(DATASET)
*** Block opens ***

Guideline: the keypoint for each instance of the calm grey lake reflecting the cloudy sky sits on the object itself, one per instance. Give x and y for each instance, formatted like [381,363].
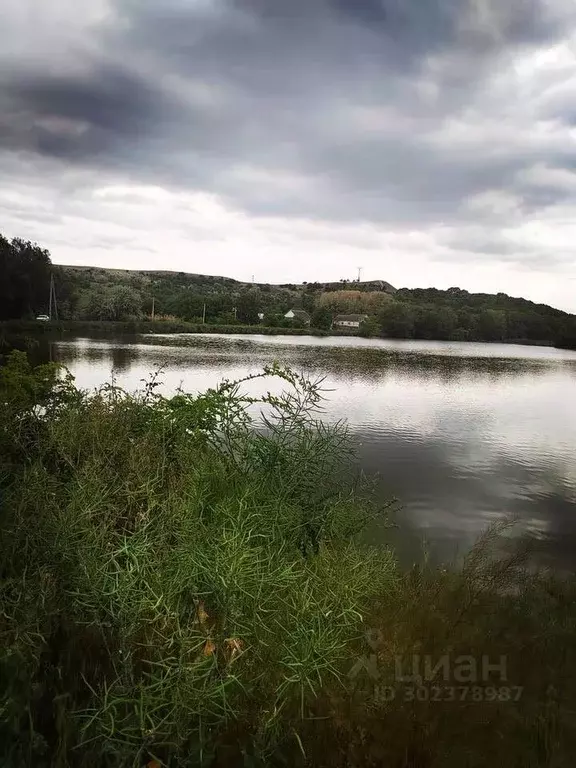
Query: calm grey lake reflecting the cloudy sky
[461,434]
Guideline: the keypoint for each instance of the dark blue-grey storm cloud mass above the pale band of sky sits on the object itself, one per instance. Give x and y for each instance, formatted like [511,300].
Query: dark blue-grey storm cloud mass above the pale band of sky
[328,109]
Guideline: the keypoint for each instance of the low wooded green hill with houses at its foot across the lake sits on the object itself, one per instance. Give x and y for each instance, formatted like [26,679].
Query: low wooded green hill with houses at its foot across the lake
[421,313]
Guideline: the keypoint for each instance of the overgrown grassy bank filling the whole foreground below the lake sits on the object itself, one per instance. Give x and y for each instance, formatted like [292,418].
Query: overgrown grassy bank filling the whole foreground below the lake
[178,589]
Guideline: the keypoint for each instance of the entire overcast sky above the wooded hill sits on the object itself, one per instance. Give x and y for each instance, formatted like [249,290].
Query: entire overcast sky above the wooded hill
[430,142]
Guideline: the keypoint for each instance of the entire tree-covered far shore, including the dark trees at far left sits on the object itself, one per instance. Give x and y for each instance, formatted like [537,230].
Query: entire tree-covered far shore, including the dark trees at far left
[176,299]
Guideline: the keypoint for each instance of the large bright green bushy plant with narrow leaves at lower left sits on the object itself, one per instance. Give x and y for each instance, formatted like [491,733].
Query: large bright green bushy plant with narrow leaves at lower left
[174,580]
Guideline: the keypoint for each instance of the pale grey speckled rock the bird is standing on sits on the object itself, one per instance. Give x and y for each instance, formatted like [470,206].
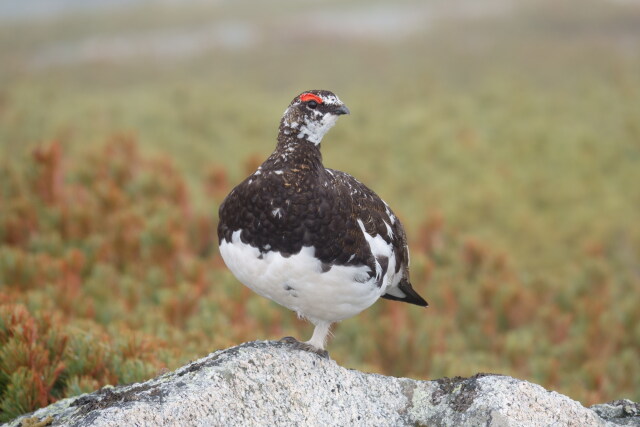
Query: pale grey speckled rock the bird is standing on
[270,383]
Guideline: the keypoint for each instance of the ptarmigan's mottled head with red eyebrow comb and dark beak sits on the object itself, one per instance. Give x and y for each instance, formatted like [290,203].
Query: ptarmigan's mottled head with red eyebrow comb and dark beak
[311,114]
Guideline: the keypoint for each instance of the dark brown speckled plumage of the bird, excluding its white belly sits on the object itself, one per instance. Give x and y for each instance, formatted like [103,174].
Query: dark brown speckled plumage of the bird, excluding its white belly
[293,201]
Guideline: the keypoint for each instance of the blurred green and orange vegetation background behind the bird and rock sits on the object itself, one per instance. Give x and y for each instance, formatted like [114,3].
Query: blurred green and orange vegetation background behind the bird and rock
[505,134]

*** Block closes ***

Please set down exactly the lines running from the one with "Query: pale grey" to the last line of the entries above, both of them included, and no others.

(EXERCISE SOLUTION)
Query: pale grey speckled rock the bird is standing on
[270,383]
Guideline: the keypoint for each instance of the ptarmigan's mottled head with red eyebrow comb and dark beak sits on the object itself, one per instance. Give x and y for each instance, formatted like [290,203].
Query: ptarmigan's mottled head with red eyebrow comb and dark beak
[311,114]
Guideline: the keypoint for each instance of the dark brown speckled plumage of the bird, excluding its white belly sits on the object itself, one per instance. Give x and y for each instance, formatted like [103,174].
Query: dark brown speckled plumage of the bird, excluding its white belly
[293,201]
Guideline: the keypoint for each instance of the blurred green and orange vegetation background behind the bird and rock sits on the object itself, one per instance. Give x and y for each instance, formatted like [114,3].
Query: blurred green and orange vegetation background behind the bird and rock
[505,134]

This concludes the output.